[TEXT BLOCK — start]

For the first time since last March, all Apple Stores in the U.S. are open for business. It’s a sign of growing confidence that the coronavirus (COVID-19) pandemic is fading in the rearview mirror.
Apple has confirmed that all 270 stores are open daily in some capacity, either for appointment shopping or for curbside pickup. Houston-area stores were the last to reopen on Monday.
All Apple stores closed in mid-March 2020 as the pandemic began to reach critical mass in the U.S. Apple had some experience on the subject since it closed all of its stores in China in the middle of February 2020.
Over the last 12 months, Apple has mostly followed local COVID-19 guidelines, closing stores when local officials imposed restrictions on businesses and mandated other mitigation measures.
Apple stores in the U.S. remained closed throughout April of last year but slowly began to reopen in early May. It closed stores again when cases began to spike in the fall.
Employees served customers from home
As the virus began to sweep across the country last year, Apple launched a unique program in which it closed physical locations and asked employees to work from home.

[TEXT BLOCK — finish]
[DATASET EXTRACT — start]

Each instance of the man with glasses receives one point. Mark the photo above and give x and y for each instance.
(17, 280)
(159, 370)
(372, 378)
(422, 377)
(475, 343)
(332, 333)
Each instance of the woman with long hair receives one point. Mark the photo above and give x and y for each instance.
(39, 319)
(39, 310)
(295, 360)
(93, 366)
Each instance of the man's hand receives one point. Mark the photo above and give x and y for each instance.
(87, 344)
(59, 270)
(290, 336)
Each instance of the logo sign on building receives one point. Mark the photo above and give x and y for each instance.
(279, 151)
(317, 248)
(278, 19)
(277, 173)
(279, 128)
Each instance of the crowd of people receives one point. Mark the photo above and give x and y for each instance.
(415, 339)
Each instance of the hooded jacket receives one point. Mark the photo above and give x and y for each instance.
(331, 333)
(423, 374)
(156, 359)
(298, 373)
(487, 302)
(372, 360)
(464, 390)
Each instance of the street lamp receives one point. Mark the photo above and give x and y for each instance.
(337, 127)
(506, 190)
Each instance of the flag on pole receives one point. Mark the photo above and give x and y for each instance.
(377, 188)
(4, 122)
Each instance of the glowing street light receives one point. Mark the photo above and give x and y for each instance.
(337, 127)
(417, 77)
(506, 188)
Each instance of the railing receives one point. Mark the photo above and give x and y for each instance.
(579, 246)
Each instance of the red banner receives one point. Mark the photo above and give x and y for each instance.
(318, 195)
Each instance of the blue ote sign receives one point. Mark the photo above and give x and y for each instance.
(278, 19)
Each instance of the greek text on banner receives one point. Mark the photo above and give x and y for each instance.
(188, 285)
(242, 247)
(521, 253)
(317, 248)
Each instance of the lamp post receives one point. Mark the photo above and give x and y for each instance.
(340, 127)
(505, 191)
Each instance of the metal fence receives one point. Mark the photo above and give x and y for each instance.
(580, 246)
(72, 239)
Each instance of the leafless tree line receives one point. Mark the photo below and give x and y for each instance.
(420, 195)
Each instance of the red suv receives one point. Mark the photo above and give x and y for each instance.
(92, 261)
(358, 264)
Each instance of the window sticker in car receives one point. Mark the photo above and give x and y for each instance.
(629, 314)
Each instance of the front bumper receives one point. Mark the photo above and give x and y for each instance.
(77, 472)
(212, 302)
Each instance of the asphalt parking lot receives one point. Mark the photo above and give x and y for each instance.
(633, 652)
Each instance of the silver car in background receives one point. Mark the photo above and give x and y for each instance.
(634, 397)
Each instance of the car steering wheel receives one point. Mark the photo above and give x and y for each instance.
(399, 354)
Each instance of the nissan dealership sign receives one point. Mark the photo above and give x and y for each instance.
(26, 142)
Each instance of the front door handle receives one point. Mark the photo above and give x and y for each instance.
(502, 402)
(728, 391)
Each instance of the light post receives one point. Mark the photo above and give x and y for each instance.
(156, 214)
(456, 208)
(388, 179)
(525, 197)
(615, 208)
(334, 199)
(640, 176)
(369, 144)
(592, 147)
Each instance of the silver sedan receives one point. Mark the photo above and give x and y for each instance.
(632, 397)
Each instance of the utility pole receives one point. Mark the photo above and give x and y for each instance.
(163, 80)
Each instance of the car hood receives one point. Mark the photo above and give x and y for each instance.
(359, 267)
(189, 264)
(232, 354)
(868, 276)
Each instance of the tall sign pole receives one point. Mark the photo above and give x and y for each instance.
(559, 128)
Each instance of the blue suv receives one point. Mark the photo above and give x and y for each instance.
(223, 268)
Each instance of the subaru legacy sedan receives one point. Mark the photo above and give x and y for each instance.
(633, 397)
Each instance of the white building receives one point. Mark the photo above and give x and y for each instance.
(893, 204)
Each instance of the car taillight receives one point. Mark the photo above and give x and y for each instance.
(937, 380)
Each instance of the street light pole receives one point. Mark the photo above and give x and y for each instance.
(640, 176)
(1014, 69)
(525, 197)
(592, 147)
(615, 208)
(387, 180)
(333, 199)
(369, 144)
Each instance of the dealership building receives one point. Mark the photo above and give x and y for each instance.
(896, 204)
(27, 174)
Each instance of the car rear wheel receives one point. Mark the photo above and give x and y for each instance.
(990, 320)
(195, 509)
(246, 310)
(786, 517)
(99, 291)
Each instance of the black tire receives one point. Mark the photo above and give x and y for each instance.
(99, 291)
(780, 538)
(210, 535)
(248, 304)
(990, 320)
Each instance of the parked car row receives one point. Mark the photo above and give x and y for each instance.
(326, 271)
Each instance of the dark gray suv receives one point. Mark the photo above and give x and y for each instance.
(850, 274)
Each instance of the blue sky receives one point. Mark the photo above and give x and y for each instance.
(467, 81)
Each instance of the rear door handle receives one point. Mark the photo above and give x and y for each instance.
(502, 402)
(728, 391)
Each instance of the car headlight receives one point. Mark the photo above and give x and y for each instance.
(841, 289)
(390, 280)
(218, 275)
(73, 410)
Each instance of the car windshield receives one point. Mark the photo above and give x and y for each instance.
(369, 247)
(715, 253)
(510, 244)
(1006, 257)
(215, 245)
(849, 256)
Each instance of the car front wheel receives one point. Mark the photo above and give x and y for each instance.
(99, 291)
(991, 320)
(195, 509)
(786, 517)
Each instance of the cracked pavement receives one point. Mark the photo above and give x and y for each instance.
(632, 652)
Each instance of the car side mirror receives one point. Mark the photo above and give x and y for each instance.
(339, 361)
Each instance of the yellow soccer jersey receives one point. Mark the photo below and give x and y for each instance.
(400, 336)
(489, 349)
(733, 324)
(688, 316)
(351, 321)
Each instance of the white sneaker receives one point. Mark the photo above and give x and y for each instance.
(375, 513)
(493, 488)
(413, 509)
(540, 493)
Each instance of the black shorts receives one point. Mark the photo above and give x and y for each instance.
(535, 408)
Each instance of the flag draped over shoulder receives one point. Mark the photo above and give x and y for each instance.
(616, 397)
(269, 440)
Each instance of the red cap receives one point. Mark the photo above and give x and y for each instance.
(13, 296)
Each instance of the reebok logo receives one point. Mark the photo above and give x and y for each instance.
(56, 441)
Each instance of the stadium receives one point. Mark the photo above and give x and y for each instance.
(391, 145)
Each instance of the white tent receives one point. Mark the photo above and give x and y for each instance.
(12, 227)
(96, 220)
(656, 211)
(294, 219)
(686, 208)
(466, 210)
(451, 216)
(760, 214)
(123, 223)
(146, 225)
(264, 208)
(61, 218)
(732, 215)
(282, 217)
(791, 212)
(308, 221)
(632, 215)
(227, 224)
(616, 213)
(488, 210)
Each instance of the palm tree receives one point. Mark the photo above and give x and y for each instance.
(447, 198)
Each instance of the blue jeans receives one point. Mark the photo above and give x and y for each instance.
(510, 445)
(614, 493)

[DATASET EXTRACT — finish]

**TO DO**
Resume the article on U.S. Apple Store reopenings, picking up after its final sentence about employees working from home. The listing comes from a separate source and is unrelated to the article on Apple Store reopenings.

**ANSWER FOR THIS EXERCISE**
“If your store is closed, please sign up for Retail at Home,” Deirdre O’Brien, Apple’s senior vice president of retail and people told staffers in July. “Please talk to your manager, because we really need to make sure that we shift our teams to greet our customers remotely in this time. We may need to be working remotely for some period of time.”
The industry site 9to5 Mac reports Apple stores have had a rough 12 months. With the on-again, off-again store openings 2020 also subjected the stores to looting and vandalism during urban unrest, an intense heatwave and wildfire smoke in many parts of California, and a need for extra security protection on Election Day and Inauguration Day.
The latest setback was the frigid winter storm that socked Texas last month, delaying store reopenings in several cities.